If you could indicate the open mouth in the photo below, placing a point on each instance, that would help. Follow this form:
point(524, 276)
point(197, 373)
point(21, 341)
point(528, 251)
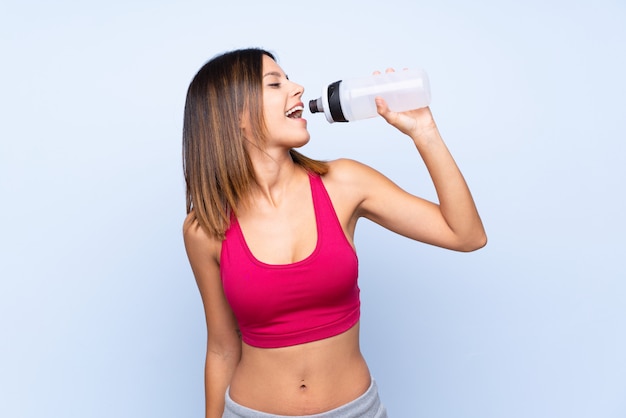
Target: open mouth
point(295, 112)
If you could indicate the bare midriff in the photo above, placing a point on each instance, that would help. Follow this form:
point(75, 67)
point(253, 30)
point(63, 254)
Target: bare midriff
point(304, 379)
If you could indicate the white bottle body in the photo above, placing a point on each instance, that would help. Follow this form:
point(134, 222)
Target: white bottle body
point(354, 99)
point(402, 90)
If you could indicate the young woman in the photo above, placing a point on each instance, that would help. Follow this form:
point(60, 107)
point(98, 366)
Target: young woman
point(269, 235)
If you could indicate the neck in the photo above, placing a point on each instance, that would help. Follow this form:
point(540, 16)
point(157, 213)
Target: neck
point(274, 173)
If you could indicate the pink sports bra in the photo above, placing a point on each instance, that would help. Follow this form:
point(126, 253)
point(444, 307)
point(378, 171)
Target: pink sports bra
point(279, 305)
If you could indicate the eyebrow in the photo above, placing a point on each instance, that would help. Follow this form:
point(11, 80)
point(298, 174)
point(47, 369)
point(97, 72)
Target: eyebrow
point(274, 73)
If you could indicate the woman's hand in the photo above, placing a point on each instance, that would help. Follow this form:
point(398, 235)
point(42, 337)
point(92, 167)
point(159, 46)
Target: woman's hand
point(415, 123)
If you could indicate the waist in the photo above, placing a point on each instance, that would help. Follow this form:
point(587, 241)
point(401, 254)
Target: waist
point(305, 379)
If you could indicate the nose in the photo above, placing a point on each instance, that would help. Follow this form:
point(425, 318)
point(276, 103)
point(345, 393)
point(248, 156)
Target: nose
point(298, 90)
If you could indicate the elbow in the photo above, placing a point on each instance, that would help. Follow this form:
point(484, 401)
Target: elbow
point(473, 243)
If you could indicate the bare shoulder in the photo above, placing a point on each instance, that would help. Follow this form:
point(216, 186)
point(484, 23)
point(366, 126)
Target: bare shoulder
point(197, 242)
point(350, 172)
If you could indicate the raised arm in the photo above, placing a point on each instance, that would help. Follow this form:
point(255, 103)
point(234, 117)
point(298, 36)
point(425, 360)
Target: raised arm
point(223, 342)
point(454, 222)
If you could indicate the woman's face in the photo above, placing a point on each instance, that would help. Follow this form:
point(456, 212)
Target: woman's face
point(282, 108)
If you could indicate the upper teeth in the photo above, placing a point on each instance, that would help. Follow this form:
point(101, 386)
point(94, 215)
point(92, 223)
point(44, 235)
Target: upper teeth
point(293, 110)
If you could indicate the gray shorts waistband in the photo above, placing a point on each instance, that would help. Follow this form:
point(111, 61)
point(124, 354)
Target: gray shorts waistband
point(367, 405)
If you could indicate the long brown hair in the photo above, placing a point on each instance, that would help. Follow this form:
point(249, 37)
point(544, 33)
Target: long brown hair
point(218, 170)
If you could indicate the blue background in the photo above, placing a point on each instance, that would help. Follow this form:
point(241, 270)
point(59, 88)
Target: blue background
point(99, 311)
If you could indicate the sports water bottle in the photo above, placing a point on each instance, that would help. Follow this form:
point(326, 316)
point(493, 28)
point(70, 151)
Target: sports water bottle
point(353, 99)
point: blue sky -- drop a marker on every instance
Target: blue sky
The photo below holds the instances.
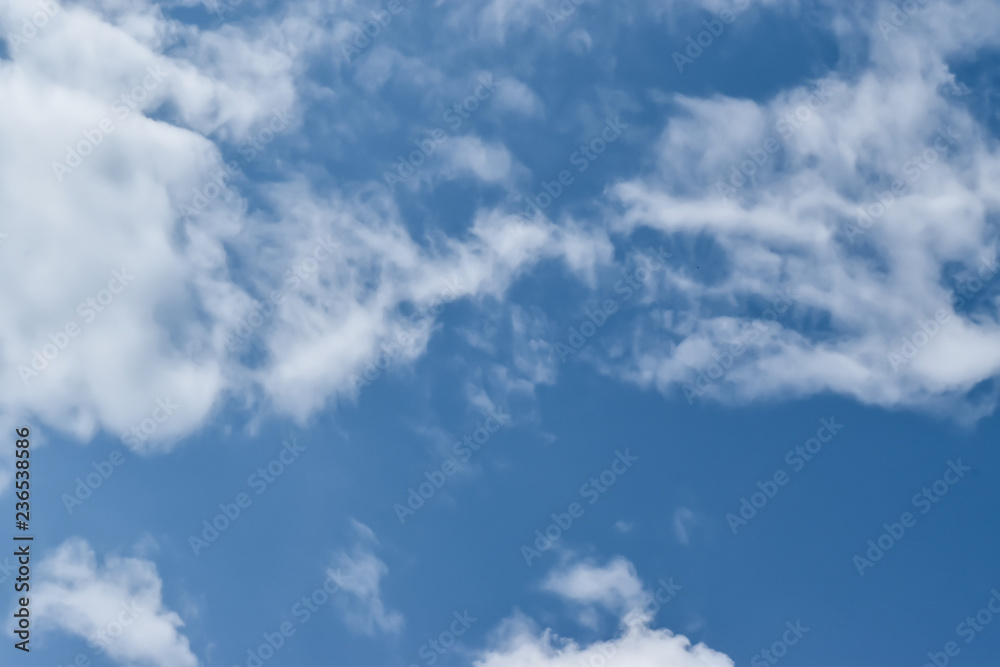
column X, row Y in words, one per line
column 512, row 333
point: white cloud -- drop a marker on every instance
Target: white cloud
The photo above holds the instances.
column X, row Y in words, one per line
column 118, row 607
column 519, row 643
column 165, row 335
column 359, row 572
column 790, row 228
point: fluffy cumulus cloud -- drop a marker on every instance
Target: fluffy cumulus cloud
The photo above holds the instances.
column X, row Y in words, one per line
column 117, row 607
column 518, row 642
column 143, row 270
column 124, row 224
column 861, row 205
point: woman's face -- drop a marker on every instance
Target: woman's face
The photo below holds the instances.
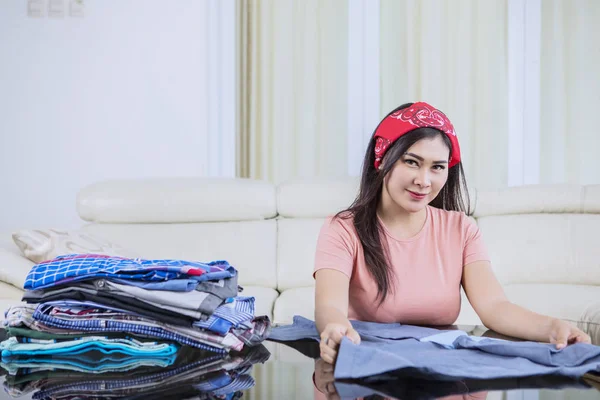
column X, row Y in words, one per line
column 419, row 175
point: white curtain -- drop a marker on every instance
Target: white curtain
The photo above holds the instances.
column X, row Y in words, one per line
column 570, row 92
column 293, row 80
column 452, row 54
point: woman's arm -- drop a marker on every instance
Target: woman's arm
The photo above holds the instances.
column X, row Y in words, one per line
column 331, row 312
column 497, row 313
column 331, row 298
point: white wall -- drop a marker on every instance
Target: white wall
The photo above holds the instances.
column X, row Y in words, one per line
column 123, row 92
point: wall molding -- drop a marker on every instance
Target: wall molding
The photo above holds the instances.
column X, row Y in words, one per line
column 221, row 83
column 524, row 76
column 363, row 78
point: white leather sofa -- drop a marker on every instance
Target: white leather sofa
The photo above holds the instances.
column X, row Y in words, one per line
column 543, row 240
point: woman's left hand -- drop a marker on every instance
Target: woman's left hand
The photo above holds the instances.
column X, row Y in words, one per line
column 563, row 334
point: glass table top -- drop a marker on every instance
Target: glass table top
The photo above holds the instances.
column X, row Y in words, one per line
column 269, row 371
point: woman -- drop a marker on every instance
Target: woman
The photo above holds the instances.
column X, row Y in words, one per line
column 405, row 246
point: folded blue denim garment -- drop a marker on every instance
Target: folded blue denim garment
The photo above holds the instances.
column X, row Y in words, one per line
column 391, row 347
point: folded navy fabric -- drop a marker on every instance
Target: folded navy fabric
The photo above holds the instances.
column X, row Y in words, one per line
column 391, row 347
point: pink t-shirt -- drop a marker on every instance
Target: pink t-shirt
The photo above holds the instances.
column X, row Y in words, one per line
column 428, row 268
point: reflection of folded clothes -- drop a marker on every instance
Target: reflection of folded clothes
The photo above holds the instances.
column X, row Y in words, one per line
column 75, row 267
column 217, row 373
column 130, row 347
column 422, row 388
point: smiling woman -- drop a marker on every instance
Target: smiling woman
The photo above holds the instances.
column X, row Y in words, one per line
column 402, row 250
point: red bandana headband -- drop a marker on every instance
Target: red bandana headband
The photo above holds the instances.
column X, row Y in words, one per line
column 419, row 115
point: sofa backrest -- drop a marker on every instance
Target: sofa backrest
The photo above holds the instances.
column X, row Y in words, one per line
column 303, row 206
column 189, row 218
column 535, row 234
column 542, row 233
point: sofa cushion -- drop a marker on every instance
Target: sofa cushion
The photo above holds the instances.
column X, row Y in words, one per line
column 298, row 301
column 249, row 246
column 531, row 199
column 296, row 246
column 589, row 322
column 315, row 197
column 13, row 269
column 566, row 302
column 543, row 248
column 264, row 299
column 40, row 245
column 177, row 200
column 9, row 296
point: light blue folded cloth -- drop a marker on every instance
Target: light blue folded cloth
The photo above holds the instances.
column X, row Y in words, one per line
column 12, row 348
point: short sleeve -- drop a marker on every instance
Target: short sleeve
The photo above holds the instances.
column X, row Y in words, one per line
column 474, row 249
column 336, row 246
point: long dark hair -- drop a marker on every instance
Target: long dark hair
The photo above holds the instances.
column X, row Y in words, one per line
column 453, row 196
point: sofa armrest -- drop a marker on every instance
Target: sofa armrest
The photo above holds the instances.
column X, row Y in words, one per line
column 14, row 268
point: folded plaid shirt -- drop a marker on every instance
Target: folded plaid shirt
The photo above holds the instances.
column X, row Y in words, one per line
column 77, row 267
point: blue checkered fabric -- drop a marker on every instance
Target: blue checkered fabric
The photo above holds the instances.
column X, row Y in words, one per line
column 118, row 326
column 76, row 267
column 233, row 314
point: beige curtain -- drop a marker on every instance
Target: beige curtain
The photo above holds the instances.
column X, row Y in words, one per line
column 452, row 54
column 293, row 85
column 570, row 92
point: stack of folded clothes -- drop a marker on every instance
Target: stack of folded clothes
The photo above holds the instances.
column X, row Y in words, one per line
column 194, row 373
column 124, row 307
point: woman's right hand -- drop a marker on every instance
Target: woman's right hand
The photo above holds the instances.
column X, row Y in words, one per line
column 331, row 337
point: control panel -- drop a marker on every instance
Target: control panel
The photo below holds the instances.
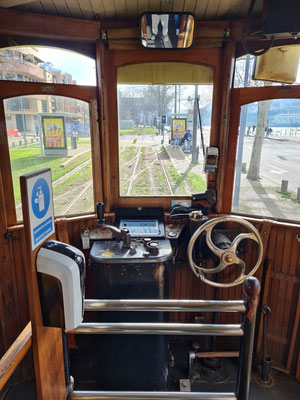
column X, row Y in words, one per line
column 144, row 224
column 141, row 228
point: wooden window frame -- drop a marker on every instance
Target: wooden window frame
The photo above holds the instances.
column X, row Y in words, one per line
column 11, row 89
column 111, row 61
column 240, row 97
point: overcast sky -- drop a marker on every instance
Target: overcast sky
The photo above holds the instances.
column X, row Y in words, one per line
column 81, row 68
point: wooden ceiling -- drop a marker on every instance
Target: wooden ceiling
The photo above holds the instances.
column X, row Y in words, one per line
column 105, row 10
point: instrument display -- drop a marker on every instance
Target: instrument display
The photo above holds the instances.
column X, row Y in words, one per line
column 141, row 228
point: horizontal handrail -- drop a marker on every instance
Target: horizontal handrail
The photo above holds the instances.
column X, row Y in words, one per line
column 94, row 395
column 154, row 328
column 15, row 354
column 165, row 305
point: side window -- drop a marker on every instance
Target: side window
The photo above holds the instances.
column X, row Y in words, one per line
column 267, row 181
column 52, row 131
column 45, row 64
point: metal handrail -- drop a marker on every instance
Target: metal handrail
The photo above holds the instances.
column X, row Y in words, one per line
column 165, row 305
column 94, row 395
column 246, row 329
column 157, row 328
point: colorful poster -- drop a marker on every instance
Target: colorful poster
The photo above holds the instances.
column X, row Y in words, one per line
column 54, row 132
column 179, row 125
column 40, row 203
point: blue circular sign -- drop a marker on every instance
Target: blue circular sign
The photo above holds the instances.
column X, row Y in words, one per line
column 40, row 198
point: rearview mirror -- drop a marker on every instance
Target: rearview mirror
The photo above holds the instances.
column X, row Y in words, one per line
column 167, row 31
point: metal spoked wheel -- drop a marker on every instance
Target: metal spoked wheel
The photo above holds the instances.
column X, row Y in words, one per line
column 228, row 256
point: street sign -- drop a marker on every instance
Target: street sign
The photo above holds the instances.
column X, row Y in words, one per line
column 40, row 204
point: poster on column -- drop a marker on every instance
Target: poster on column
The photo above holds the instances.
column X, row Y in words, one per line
column 40, row 202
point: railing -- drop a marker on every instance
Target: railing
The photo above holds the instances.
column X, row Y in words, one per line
column 15, row 355
column 245, row 330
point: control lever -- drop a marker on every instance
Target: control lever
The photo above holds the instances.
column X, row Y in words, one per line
column 120, row 235
column 209, row 195
column 195, row 215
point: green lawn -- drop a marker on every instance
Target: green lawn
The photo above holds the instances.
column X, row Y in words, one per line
column 28, row 159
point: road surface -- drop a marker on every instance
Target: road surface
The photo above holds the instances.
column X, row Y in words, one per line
column 280, row 160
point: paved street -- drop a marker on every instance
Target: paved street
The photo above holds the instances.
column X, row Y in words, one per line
column 280, row 160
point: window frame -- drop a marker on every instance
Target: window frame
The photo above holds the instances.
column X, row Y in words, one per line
column 240, row 97
column 11, row 89
column 112, row 60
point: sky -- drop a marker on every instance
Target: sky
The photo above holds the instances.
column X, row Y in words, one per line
column 81, row 68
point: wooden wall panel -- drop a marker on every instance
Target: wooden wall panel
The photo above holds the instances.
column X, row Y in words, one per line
column 283, row 253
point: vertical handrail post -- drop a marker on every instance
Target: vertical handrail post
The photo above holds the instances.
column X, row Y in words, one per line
column 251, row 292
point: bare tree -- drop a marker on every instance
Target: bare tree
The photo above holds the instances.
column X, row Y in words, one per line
column 262, row 116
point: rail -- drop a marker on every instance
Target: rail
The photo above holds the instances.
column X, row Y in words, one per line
column 165, row 305
column 246, row 330
column 151, row 396
column 15, row 355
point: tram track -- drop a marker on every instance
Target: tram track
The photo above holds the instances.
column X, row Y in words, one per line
column 136, row 173
column 77, row 198
column 70, row 173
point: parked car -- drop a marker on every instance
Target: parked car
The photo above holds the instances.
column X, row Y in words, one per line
column 13, row 132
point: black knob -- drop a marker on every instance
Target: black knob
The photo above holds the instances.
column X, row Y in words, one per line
column 100, row 213
column 146, row 241
column 152, row 247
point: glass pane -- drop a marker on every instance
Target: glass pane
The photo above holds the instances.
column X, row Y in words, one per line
column 158, row 152
column 267, row 181
column 52, row 131
column 244, row 71
column 44, row 64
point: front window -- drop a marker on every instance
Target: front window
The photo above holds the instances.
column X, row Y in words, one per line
column 160, row 147
column 159, row 139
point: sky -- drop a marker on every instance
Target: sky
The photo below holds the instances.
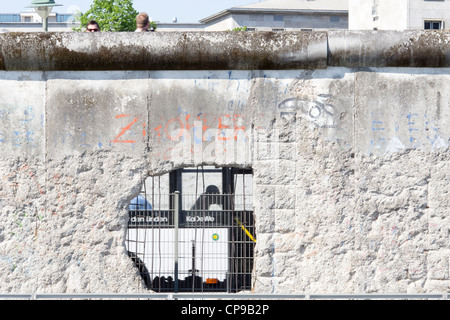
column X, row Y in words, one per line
column 159, row 10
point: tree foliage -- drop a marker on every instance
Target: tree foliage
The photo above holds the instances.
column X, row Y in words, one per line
column 111, row 15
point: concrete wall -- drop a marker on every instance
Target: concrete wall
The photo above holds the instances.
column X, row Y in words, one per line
column 347, row 135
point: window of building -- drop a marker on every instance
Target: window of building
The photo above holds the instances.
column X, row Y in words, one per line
column 192, row 230
column 433, row 25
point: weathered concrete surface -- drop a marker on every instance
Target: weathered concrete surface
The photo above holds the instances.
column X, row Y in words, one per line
column 351, row 172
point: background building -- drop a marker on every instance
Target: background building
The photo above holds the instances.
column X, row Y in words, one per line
column 282, row 15
column 272, row 15
column 398, row 15
column 30, row 21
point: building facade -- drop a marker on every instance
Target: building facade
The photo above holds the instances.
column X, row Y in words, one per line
column 30, row 21
column 272, row 15
column 398, row 15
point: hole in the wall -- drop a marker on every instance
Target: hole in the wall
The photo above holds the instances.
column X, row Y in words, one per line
column 192, row 230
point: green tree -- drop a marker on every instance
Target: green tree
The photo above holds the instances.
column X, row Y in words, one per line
column 111, row 15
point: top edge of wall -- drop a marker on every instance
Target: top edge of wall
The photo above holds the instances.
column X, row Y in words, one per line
column 223, row 50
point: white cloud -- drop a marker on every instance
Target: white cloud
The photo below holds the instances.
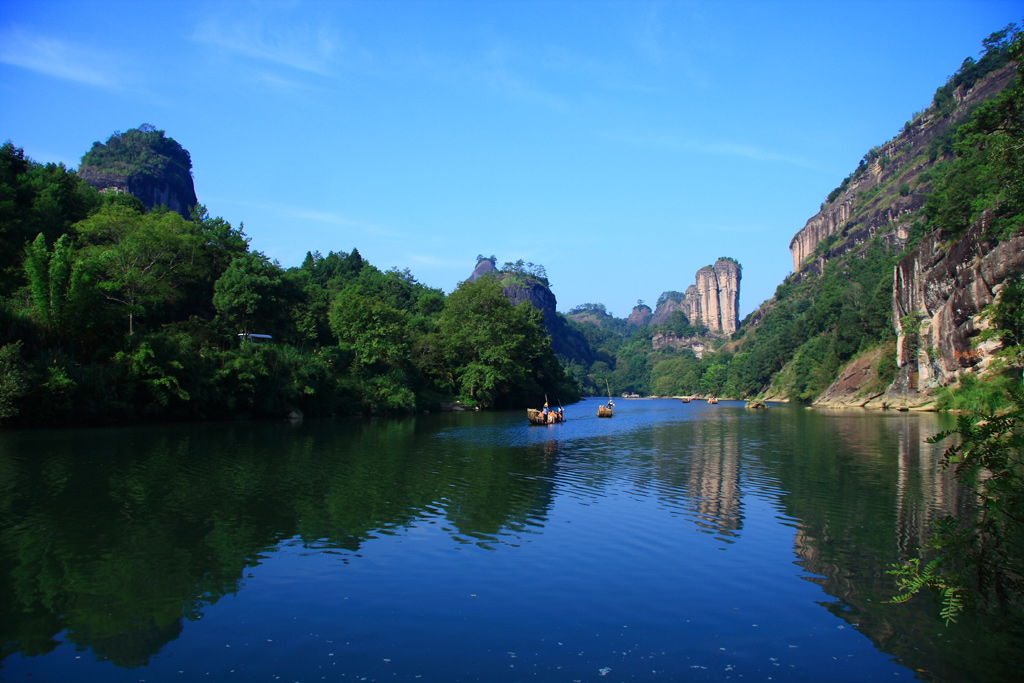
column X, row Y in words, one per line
column 301, row 46
column 60, row 59
column 721, row 148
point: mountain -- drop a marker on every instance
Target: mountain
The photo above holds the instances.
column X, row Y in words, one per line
column 527, row 282
column 933, row 215
column 891, row 275
column 145, row 164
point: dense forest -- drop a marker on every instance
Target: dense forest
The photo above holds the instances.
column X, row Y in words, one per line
column 794, row 346
column 113, row 312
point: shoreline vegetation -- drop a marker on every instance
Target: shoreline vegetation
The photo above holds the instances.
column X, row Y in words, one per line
column 115, row 311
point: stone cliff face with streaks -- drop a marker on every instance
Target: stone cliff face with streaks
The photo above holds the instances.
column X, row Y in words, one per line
column 145, row 164
column 938, row 294
column 883, row 196
column 712, row 302
column 565, row 341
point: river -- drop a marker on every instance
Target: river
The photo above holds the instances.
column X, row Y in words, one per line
column 672, row 542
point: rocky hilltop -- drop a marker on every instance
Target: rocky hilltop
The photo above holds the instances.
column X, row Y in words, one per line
column 938, row 294
column 518, row 286
column 145, row 164
column 884, row 195
column 941, row 285
column 713, row 302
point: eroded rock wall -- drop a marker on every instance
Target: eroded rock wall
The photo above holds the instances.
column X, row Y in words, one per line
column 854, row 215
column 938, row 294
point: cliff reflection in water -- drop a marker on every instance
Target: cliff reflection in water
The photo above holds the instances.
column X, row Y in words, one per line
column 114, row 540
column 111, row 539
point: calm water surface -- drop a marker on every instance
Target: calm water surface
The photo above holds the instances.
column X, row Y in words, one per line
column 672, row 542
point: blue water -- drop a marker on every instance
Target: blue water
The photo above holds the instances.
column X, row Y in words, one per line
column 671, row 542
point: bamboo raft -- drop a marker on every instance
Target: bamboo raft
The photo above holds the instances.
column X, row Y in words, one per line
column 537, row 417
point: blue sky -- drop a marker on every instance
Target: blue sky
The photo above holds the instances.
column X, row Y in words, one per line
column 621, row 144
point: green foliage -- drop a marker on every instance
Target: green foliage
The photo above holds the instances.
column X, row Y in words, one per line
column 143, row 150
column 987, row 174
column 140, row 261
column 250, row 294
column 12, row 379
column 523, row 271
column 36, row 199
column 496, row 354
column 911, row 579
column 980, row 555
column 996, row 53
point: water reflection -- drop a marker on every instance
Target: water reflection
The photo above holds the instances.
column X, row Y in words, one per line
column 115, row 540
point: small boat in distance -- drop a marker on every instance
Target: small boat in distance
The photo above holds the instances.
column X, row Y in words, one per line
column 605, row 410
column 539, row 417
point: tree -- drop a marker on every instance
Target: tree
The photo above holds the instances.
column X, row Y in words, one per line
column 56, row 282
column 494, row 353
column 376, row 336
column 140, row 260
column 248, row 296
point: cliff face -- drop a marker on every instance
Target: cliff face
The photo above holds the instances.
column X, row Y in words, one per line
column 713, row 301
column 564, row 340
column 143, row 163
column 882, row 196
column 674, row 342
column 669, row 303
column 640, row 315
column 937, row 297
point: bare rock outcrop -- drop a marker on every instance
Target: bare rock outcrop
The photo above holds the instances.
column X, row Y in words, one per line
column 713, row 301
column 145, row 164
column 856, row 211
column 938, row 294
column 678, row 343
column 640, row 315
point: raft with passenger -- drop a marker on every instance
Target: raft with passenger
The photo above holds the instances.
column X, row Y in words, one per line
column 540, row 417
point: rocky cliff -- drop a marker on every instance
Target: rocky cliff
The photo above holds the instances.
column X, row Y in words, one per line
column 640, row 315
column 517, row 288
column 712, row 302
column 885, row 193
column 145, row 164
column 938, row 293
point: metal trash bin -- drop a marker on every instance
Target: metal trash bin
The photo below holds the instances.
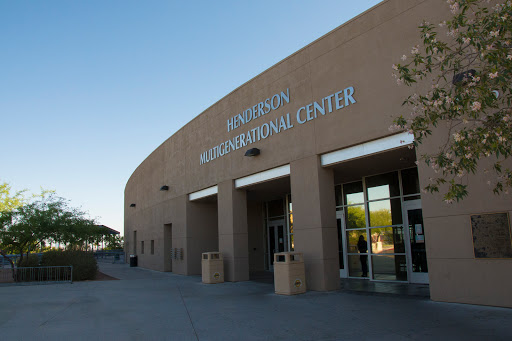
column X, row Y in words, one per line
column 289, row 273
column 212, row 267
column 133, row 261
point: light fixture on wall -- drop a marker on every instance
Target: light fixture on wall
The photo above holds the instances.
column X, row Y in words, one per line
column 252, row 152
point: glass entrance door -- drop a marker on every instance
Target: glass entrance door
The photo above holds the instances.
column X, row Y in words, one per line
column 341, row 232
column 417, row 253
column 277, row 239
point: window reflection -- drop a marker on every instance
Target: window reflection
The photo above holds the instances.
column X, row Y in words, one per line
column 410, row 181
column 355, row 217
column 382, row 186
column 353, row 193
column 387, row 240
column 353, row 238
column 389, row 268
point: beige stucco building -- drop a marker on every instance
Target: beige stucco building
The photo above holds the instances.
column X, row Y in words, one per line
column 329, row 173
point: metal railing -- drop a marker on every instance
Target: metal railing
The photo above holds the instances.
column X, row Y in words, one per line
column 4, row 263
column 113, row 256
column 37, row 275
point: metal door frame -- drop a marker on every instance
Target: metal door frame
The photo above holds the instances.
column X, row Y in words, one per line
column 413, row 277
column 275, row 224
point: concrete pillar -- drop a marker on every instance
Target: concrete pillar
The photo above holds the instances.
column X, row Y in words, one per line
column 233, row 232
column 314, row 222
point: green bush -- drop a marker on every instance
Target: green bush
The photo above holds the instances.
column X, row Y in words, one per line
column 84, row 264
column 30, row 261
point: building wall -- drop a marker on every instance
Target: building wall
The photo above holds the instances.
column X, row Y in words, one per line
column 358, row 54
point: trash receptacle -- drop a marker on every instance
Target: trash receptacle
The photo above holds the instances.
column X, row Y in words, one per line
column 133, row 261
column 289, row 273
column 212, row 266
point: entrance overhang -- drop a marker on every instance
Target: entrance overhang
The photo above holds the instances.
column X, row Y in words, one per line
column 367, row 148
column 267, row 175
column 203, row 193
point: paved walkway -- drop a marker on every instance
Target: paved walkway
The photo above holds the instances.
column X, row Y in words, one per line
column 149, row 305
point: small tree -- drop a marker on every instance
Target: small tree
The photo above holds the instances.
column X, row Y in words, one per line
column 114, row 242
column 470, row 70
column 49, row 218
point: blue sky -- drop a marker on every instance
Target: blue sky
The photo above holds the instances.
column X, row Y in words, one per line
column 88, row 89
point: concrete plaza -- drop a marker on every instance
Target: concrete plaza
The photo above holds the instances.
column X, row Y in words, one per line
column 149, row 305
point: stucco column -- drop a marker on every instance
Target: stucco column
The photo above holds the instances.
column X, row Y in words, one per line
column 314, row 222
column 233, row 232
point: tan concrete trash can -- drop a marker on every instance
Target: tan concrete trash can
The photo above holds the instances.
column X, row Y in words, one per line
column 212, row 266
column 289, row 273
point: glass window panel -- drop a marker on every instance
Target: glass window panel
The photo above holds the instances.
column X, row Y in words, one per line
column 340, row 243
column 410, row 181
column 353, row 193
column 353, row 239
column 275, row 208
column 337, row 193
column 387, row 240
column 389, row 268
column 417, row 235
column 382, row 186
column 385, row 212
column 357, row 265
column 355, row 217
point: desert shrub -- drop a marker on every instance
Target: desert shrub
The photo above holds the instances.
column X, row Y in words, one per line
column 27, row 262
column 84, row 264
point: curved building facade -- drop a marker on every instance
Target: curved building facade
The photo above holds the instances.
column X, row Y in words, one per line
column 301, row 158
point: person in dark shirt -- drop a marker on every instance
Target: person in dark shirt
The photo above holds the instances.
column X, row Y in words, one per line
column 363, row 248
---
**Work task:**
The lines to copy are those in the listing that contain "green".

**Answer section:**
point: green lawn -- drop a marker on every instance
Target: green lawn
point: green tree -- drop a marker on every instance
Target: green tree
point: green foliage -- drop a marker on every instance
Target: green foliage
point: green bush -- drop a marker on every instance
Target: green bush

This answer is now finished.